— Documento fuente —
'''
3/7/11

LA PRINCESA Y EL MAMARRACHO

Cuando no hay sentimientos auténticos, toda manifestación de amor se convierte en un acto de cinismo. Si hay un territorio donde lo patético reina a sus anchas, es el del amor fingido, interesado, impuesto. Decía Eric Fromm que al amor se le reconoce por sus frutos. Y Shakespeare, en la célebre "Romeo y Julieta", sentenciaba: "Gentil es el amor en la apariencia, y cruel y tirano en la prueba".

El sábado, ya de madrugada, vi por casualidad las imágenes de la boda católica del príncipe Alberto II de Mónaco y la nadadora sudafricana Charlene Wittstock. Entre tanto boato y ceremonia, entre tanta vestimenta lujosa y poses atildadas, no pude evitar reparar en el beso que se dieron los contrayentes tras la toma de consentimiento. Un beso frío como la celda de un monje, impostado por el artificio, tremebundo en la emoción. Sobre todo por parte de ese novio áulico con cara de gamberro.
'''
— Tarea 1 —
Enumera todas las personas que se nombran en el artículo sobre la boda de Mónaco.
— Tarea 2 —
Prosigue el artículo sobre la boda de Mónaco a partir de su última frase.
Los registros provienen de una fuente distinta a la del documento.

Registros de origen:
'''
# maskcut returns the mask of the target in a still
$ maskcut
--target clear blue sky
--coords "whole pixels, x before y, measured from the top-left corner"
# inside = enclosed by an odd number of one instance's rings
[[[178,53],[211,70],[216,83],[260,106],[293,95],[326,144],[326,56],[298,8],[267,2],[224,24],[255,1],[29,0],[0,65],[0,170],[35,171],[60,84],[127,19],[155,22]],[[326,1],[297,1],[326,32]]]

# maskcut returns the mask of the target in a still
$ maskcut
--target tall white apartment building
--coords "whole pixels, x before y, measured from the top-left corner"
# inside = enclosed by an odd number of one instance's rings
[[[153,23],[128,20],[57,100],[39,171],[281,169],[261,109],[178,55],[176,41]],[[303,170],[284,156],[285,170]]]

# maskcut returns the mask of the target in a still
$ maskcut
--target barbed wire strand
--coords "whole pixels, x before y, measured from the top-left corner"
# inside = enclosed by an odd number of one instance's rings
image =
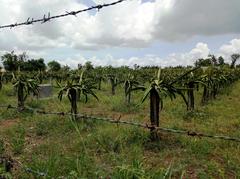
[[[17,107],[14,107],[11,105],[0,105],[0,108],[18,109]],[[204,134],[204,133],[199,133],[199,132],[190,131],[190,130],[180,130],[180,129],[173,129],[173,128],[157,127],[157,126],[152,126],[149,124],[133,122],[130,120],[123,121],[123,120],[120,120],[121,117],[119,117],[118,119],[114,119],[114,118],[90,116],[90,115],[85,115],[85,114],[73,114],[73,113],[65,113],[65,112],[46,112],[41,109],[30,108],[30,107],[26,107],[25,109],[31,110],[32,112],[35,112],[37,114],[42,114],[42,115],[76,116],[76,117],[83,118],[83,119],[91,119],[91,120],[98,120],[98,121],[104,121],[104,122],[115,123],[115,124],[129,125],[129,126],[135,126],[135,127],[145,128],[145,129],[151,129],[151,130],[155,130],[155,131],[163,131],[163,132],[168,132],[168,133],[187,135],[187,136],[191,136],[191,137],[199,137],[199,138],[205,137],[205,138],[240,142],[240,138],[223,136],[223,135]]]
[[[57,18],[62,18],[62,17],[66,17],[66,16],[77,16],[77,14],[79,14],[79,13],[90,11],[90,10],[93,10],[93,9],[97,9],[99,11],[100,9],[102,9],[104,7],[114,6],[114,5],[122,3],[124,1],[127,1],[127,0],[118,0],[118,1],[115,1],[115,2],[112,2],[112,3],[107,3],[107,4],[98,4],[98,5],[91,6],[91,7],[81,9],[81,10],[78,10],[78,11],[70,11],[70,12],[66,11],[64,14],[59,14],[59,15],[55,15],[55,16],[51,16],[50,12],[48,12],[48,14],[47,15],[44,14],[42,18],[34,19],[34,18],[29,17],[24,22],[2,25],[2,26],[0,26],[0,29],[13,28],[13,27],[23,26],[23,25],[31,25],[31,24],[34,24],[36,22],[41,22],[43,24],[43,23],[49,22],[51,19],[57,19]]]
'''
— Respuesta 1 —
- Eric Fromm
- Shakespeare
- Alberto II de Mónaco
- Charlene Wittstock

— Respuesta 2 —
Mónaco es una de esas reliquias que la vieja Europa conserva entre los trofeos que adornan sus vitrinas. Referencia obligada del glamour, de los casinos exclusivos para hiper-millonarios y de los escándalos, tragedias y podredumbres que se gestan en el seno de la dinastía Grimaldi, esta ínfima ciudad-estado bañada por las aguas de la Costa Azul nunca se introduce en los medios de comunicación para dar una noticia, no ya agradable, sino digerible. Catalogado por el Fondo Monetario Internacional como paraíso fiscal, beneficiario de políticas comunitarias sin asumir las cargas, Mónaco, en su vertiente política, es cualquier cosa menos un modelo a seguir.

Pero volvamos al beso del casorio principesco. Sobre la blancura de los ropajes que ataviaban a los novios –ella de estricta pero hermosa seda virginal, él de ¿apuesto? soldado sin mácula en las uñas-, se infiltraron las muecas pesarosas, la rigidez de los cuerpos, que nunca mienten aunque nos empeñemos en aparentar. Había tristeza atravesando las miradas y agobio disimulado en la impostura. No fue un acto de fe. Ni siquiera fue un acto de mutuo respeto. Fue el drama humano elevado a categoría de espectáculo rosáceo.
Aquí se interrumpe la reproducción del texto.